**What to produce**
Pick out every line in the records below that contains the string "positive" and copy each one. Case counts.

**Recorded data**

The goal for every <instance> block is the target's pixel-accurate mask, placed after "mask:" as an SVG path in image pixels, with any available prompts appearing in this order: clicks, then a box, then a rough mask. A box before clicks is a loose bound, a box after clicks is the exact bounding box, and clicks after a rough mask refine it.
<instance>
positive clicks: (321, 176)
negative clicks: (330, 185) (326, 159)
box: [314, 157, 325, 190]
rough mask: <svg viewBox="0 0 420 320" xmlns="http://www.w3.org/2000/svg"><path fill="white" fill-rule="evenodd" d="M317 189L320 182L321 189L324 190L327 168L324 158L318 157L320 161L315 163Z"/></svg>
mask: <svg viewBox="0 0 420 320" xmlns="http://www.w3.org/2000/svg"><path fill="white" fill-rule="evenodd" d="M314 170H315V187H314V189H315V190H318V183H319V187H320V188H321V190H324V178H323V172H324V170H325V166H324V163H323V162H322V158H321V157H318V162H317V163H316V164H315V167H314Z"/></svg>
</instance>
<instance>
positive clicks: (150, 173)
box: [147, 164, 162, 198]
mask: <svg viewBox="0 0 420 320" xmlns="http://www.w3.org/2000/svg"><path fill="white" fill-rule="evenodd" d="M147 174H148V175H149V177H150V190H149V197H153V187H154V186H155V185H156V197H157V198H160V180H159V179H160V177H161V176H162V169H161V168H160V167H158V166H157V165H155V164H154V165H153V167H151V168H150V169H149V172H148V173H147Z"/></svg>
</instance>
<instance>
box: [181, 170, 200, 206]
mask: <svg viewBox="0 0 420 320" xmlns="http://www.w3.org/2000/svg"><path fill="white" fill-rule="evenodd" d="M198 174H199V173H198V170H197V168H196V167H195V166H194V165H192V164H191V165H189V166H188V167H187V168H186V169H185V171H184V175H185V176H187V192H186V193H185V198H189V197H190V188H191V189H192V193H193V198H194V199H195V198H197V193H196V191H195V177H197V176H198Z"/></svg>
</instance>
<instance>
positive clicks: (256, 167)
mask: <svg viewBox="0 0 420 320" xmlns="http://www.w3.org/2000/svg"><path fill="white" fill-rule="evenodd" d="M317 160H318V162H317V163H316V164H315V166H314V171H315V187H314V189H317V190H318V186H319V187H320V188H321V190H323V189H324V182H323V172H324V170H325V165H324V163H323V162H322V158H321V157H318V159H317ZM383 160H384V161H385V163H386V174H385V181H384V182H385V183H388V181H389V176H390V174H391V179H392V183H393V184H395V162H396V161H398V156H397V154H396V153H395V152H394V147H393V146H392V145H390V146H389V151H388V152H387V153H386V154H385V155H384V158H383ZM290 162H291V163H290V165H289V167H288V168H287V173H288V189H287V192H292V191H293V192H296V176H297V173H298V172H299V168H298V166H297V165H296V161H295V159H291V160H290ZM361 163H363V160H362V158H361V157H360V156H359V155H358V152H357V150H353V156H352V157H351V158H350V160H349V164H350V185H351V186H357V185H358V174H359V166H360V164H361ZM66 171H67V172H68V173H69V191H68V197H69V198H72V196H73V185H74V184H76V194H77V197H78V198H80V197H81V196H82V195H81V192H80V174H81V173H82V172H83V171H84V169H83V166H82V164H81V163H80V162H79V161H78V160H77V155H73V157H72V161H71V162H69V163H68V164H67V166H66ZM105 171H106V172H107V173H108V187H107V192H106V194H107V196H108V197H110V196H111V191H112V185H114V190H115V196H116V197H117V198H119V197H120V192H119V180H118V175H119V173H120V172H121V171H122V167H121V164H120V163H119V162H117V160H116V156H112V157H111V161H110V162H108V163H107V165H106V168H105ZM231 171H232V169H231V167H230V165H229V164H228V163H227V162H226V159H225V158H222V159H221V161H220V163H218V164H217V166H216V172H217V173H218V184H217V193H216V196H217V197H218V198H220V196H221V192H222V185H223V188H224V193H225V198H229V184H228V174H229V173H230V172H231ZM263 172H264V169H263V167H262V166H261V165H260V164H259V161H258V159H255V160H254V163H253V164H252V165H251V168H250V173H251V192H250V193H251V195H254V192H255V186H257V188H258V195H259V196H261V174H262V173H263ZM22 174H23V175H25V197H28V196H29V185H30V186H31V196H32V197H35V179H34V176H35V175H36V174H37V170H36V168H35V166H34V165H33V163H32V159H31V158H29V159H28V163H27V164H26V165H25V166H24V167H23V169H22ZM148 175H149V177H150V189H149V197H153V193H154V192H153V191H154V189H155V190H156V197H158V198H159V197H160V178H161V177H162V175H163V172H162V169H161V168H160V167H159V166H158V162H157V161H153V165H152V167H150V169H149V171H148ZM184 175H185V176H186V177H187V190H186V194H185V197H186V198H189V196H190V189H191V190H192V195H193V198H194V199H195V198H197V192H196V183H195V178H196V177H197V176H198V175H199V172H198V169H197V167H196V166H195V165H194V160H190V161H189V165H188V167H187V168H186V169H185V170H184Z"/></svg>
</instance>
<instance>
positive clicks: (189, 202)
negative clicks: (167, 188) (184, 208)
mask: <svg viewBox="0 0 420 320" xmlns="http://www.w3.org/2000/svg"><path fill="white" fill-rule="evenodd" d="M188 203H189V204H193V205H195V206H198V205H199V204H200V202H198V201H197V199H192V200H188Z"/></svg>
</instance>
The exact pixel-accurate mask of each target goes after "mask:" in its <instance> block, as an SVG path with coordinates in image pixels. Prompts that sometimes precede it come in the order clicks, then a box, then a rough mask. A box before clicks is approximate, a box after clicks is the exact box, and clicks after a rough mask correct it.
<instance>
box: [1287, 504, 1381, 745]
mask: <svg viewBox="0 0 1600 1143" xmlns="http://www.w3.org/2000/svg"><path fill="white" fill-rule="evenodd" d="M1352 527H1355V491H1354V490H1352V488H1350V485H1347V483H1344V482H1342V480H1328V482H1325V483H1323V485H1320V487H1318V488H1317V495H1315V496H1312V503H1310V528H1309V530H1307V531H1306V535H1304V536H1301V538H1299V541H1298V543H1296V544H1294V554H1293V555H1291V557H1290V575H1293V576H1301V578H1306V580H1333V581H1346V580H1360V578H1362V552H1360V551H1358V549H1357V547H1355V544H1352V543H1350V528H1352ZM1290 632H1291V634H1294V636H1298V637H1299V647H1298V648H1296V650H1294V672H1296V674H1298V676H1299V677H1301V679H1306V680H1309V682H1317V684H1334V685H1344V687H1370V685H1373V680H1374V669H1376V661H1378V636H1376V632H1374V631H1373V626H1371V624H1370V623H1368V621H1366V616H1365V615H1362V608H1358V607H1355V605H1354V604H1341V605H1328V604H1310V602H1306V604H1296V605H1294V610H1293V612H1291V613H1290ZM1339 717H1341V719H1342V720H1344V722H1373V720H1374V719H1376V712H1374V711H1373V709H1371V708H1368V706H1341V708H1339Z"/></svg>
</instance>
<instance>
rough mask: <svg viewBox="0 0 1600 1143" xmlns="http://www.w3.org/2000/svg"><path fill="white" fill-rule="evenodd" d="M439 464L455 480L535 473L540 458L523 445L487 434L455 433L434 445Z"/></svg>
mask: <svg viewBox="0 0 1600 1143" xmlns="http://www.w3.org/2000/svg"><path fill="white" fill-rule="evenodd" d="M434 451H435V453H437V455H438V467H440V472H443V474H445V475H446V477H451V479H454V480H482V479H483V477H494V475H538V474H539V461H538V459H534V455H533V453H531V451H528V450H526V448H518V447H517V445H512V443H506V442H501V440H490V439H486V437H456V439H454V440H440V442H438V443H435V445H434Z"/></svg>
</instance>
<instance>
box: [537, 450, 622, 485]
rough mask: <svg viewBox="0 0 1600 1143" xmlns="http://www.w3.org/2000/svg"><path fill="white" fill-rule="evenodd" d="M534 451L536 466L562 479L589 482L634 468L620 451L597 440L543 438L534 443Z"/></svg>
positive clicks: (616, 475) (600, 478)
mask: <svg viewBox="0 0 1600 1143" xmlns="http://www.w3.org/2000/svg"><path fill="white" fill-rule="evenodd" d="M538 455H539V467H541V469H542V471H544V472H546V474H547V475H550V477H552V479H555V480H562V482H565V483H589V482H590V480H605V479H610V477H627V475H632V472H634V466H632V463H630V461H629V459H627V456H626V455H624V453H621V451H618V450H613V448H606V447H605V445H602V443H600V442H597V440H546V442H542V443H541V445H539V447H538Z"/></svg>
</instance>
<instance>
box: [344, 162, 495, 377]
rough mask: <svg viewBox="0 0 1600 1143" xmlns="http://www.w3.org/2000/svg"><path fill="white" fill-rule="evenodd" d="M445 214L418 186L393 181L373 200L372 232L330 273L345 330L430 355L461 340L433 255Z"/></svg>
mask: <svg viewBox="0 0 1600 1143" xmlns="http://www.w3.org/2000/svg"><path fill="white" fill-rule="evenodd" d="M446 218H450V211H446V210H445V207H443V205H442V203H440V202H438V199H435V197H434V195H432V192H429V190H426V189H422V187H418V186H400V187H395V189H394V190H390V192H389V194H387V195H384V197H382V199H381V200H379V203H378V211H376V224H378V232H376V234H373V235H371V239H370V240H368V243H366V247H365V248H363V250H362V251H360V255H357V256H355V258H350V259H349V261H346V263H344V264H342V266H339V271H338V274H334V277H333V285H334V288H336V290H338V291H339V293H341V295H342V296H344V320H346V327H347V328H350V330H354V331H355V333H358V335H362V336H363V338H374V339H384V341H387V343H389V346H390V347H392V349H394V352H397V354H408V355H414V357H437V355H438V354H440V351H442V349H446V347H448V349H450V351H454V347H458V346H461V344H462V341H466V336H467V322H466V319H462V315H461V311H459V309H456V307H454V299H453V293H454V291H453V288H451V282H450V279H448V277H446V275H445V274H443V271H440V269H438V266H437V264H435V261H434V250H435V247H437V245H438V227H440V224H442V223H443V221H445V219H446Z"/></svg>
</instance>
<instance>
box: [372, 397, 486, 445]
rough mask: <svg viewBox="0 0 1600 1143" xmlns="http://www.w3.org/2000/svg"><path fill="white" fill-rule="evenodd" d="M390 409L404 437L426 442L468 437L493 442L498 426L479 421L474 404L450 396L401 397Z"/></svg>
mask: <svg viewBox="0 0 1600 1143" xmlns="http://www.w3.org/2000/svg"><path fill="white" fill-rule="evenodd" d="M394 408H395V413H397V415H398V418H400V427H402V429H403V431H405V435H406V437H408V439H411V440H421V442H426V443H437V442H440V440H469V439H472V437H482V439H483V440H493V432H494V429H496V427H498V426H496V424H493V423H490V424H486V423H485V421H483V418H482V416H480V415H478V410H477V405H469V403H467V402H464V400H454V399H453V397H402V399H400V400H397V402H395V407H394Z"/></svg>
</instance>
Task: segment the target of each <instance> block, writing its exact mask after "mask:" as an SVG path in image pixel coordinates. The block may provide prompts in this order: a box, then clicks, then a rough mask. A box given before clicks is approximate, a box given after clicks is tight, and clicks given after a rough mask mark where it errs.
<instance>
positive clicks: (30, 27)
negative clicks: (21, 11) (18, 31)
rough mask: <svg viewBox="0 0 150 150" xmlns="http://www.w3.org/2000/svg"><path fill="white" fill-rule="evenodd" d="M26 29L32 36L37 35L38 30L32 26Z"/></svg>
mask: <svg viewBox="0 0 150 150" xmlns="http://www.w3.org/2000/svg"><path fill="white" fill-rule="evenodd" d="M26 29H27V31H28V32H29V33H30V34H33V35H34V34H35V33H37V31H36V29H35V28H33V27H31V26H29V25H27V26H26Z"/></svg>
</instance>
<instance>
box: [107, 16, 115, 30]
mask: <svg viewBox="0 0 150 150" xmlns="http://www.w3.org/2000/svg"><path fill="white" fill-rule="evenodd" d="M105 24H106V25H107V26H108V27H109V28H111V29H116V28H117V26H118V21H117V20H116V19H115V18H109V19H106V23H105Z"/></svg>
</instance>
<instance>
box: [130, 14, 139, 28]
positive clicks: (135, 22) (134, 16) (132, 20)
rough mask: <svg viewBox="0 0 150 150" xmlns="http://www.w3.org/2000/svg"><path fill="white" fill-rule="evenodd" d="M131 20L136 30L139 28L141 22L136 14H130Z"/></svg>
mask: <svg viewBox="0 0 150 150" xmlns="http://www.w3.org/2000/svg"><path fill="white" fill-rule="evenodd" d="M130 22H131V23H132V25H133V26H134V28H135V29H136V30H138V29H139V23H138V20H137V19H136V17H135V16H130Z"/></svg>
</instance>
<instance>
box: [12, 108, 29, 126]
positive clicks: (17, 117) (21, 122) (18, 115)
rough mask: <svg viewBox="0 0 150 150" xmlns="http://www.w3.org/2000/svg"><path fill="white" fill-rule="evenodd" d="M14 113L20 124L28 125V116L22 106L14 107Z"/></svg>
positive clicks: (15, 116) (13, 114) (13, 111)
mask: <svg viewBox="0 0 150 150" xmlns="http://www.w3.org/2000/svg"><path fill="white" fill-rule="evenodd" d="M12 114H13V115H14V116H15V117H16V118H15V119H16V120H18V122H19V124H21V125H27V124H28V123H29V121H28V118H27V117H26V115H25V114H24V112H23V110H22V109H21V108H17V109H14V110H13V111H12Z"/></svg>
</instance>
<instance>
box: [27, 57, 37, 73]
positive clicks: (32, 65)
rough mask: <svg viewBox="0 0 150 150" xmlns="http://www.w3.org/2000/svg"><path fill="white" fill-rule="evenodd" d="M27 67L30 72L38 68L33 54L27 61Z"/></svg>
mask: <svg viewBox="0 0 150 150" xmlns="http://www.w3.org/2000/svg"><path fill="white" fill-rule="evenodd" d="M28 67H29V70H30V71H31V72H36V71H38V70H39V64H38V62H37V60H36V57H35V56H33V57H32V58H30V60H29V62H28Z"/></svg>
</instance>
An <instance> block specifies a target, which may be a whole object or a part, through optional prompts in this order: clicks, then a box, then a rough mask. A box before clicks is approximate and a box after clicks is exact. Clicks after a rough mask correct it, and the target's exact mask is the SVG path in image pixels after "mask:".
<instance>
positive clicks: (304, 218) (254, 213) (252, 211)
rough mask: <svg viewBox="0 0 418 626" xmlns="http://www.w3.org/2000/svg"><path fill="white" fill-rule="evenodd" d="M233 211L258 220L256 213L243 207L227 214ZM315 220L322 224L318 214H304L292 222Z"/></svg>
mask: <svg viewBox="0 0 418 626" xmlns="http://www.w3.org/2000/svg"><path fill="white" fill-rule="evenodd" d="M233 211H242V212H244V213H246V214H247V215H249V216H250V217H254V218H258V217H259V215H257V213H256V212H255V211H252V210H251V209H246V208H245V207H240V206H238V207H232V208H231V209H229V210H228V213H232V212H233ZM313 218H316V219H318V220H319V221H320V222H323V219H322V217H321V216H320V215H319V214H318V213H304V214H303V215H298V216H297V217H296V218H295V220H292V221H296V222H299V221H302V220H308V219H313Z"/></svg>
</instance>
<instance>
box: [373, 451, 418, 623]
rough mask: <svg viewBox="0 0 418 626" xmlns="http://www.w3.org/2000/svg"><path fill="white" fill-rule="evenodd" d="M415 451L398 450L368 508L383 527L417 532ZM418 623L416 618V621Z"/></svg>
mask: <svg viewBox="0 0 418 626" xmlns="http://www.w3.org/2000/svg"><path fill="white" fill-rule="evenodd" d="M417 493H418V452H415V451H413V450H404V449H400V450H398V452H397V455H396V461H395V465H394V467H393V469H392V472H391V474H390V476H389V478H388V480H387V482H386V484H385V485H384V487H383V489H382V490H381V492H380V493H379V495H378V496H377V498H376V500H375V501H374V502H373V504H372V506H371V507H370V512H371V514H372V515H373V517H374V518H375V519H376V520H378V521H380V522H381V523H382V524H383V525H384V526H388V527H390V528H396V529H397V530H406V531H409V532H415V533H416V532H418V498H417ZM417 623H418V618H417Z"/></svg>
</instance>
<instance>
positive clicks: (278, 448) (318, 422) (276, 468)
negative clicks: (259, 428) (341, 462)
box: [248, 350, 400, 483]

**Task answer**
positive clicks: (321, 176)
positive clicks: (150, 173)
positive clicks: (256, 167)
positive clicks: (189, 202)
positive clicks: (616, 475) (600, 478)
positive clicks: (30, 27)
positive clicks: (135, 22) (134, 16) (132, 20)
positive clicks: (17, 117) (21, 122) (18, 115)
positive clicks: (15, 116) (13, 114) (13, 111)
positive clicks: (32, 65)
positive clicks: (304, 218) (254, 213) (252, 211)
positive clicks: (278, 448) (318, 422) (276, 468)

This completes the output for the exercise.